*Exercise directions*: Write out the following rows exactly as they appear, one after another.

— Start of Material for this exercise —

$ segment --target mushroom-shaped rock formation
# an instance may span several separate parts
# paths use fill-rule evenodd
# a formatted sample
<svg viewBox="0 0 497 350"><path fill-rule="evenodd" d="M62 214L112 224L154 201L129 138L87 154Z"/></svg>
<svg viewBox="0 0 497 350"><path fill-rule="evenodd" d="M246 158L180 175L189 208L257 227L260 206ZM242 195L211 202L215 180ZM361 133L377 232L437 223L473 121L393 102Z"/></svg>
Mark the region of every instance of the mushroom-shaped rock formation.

— End of Material for this exercise —

*The result*:
$ segment --target mushroom-shaped rock formation
# an instance may span several separate parts
# paths use fill-rule evenodd
# a formatted sample
<svg viewBox="0 0 497 350"><path fill-rule="evenodd" d="M62 214L112 224L154 201L129 138L87 154Z"/></svg>
<svg viewBox="0 0 497 350"><path fill-rule="evenodd" d="M246 158L180 175L189 208L257 227L260 206ZM242 195L211 202L215 180ZM361 133L377 232L437 223L473 121L393 102Z"/></svg>
Mark the region of every instance of the mushroom-shaped rock formation.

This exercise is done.